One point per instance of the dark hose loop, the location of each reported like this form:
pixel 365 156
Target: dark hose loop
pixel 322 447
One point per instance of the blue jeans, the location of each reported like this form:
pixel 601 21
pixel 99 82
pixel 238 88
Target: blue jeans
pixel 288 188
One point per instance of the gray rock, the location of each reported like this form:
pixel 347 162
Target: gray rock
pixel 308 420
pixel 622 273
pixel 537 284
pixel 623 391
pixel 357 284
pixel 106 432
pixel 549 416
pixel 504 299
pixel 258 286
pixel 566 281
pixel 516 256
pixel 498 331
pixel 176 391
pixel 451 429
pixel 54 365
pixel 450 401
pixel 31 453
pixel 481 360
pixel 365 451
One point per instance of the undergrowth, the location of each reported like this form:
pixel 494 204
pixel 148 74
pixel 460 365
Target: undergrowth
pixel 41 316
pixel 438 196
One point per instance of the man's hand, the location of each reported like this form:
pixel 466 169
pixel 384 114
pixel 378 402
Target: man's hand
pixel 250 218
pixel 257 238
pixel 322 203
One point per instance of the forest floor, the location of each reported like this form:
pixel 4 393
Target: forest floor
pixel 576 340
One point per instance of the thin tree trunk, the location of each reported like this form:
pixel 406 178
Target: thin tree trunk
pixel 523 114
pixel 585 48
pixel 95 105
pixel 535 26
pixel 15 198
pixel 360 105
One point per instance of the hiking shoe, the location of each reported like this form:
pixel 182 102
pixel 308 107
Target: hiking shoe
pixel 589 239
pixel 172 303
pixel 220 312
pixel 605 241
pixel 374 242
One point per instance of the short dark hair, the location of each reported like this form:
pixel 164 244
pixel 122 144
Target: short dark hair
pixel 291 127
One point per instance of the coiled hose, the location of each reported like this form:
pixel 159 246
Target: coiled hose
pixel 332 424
____________________
Task prompt ▸ Rewrite all of the lines above, replacing each occurrence of "Target" with "Label" and leaving everything else unchanged.

Output of the exercise ▸
One point per instance of the dark hose loop, the location of each reported like this form:
pixel 365 156
Label: dark hose loop
pixel 322 447
One point per instance of the blue jeans, the location of each reported like this form:
pixel 601 21
pixel 99 82
pixel 238 88
Label: blue jeans
pixel 288 188
One point per instance of the gray rock, the location of each reported like this form:
pixel 347 162
Label: gray rock
pixel 308 420
pixel 622 273
pixel 537 284
pixel 623 391
pixel 357 284
pixel 106 432
pixel 549 416
pixel 504 299
pixel 258 286
pixel 566 281
pixel 516 256
pixel 498 331
pixel 176 391
pixel 451 429
pixel 54 365
pixel 450 401
pixel 31 453
pixel 481 360
pixel 365 451
One point per instance of the undergrowth, the location of each reported like this form:
pixel 494 204
pixel 148 74
pixel 460 365
Label: undergrowth
pixel 41 316
pixel 438 196
One point per instance of the man's hand, the location of each reported like this form:
pixel 466 169
pixel 384 114
pixel 378 402
Label: man's hand
pixel 250 218
pixel 257 238
pixel 322 203
One point per instance of the forest floor, the location of each reported like this form:
pixel 4 393
Label: forest floor
pixel 576 340
One point per instance of the thin tree trunk, the location of each reported like this form:
pixel 406 178
Label: thin tree trunk
pixel 523 114
pixel 585 48
pixel 95 105
pixel 535 26
pixel 15 198
pixel 360 105
One point per instance of the hiking shoe, the location of each reported like this form:
pixel 182 102
pixel 308 107
Label: hiking shoe
pixel 589 239
pixel 172 303
pixel 220 312
pixel 605 241
pixel 374 242
One point per instance of the short dark hair, the location of each reported like this form:
pixel 164 244
pixel 122 144
Label: short dark hair
pixel 291 127
One point per instance of the coiled hose, the location of each reported like this form:
pixel 159 246
Label: coiled hose
pixel 332 424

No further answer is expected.